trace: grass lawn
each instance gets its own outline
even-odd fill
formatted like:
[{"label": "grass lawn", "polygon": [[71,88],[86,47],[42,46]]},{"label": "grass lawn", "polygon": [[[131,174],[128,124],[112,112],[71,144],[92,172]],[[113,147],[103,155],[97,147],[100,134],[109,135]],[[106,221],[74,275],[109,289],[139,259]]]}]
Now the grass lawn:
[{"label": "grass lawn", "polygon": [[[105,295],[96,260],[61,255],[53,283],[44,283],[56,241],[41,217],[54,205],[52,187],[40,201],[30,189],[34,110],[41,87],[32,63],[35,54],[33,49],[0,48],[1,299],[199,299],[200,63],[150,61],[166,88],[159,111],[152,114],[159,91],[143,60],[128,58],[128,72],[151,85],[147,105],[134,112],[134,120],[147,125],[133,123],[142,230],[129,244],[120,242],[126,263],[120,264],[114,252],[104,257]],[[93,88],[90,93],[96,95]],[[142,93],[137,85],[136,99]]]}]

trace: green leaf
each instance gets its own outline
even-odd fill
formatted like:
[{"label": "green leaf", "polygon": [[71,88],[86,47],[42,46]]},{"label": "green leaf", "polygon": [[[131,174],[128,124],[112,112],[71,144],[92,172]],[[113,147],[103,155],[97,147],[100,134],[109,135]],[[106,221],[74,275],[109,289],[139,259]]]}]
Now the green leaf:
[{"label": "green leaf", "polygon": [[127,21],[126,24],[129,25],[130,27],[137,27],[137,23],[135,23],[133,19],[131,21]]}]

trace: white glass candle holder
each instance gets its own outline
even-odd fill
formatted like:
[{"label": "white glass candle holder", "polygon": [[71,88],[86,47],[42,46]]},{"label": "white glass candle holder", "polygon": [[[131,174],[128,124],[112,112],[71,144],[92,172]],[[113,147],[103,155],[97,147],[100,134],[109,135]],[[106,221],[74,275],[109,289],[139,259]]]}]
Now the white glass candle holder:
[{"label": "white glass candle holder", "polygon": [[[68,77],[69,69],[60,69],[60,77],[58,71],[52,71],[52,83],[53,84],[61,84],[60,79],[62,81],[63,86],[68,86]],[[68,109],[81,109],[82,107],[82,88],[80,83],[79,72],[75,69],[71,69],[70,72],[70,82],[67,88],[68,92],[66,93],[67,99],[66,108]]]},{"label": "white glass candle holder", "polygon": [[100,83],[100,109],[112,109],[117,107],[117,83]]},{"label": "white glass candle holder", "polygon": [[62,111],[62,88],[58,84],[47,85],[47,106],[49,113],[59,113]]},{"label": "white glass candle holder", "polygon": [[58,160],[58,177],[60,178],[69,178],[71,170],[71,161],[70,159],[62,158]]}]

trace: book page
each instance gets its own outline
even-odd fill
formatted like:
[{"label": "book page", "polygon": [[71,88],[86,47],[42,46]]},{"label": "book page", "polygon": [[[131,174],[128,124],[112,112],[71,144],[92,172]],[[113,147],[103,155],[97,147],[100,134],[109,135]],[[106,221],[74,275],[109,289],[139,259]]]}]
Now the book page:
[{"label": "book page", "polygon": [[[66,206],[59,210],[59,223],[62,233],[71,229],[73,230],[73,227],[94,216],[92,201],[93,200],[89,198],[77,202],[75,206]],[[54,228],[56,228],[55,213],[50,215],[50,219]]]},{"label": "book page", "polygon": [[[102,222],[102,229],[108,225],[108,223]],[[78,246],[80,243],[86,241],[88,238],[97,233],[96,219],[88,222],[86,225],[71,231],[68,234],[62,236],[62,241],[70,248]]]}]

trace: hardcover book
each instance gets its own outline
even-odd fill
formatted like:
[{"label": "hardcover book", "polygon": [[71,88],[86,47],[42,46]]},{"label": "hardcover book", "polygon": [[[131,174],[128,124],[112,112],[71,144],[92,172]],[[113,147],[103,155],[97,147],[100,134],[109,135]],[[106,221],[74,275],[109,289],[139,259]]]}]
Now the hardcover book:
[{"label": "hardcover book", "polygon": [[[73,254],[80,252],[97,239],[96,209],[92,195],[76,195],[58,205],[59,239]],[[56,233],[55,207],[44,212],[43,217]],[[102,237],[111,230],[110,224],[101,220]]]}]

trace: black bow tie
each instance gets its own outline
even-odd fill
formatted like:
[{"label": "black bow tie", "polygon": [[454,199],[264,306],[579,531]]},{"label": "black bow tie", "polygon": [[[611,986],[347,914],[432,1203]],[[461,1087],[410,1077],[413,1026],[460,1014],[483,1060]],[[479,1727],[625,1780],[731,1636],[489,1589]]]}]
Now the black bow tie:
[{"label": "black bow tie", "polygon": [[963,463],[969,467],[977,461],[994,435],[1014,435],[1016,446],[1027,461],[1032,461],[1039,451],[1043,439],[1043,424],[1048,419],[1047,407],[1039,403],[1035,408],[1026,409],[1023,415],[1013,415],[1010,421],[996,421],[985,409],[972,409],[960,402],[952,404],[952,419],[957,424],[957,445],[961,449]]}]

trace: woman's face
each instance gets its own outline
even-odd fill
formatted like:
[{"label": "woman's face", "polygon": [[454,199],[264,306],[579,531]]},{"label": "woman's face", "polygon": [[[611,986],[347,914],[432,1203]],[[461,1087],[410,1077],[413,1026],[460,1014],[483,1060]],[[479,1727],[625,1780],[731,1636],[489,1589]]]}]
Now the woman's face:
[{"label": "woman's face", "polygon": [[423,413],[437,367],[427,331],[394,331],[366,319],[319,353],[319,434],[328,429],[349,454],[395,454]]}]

▶ [ABOUT THIS TASK]
The word "trace" appears in some lines of the listing. Give the number of those lines, and only that.

▶ [TASK OUTPUT]
7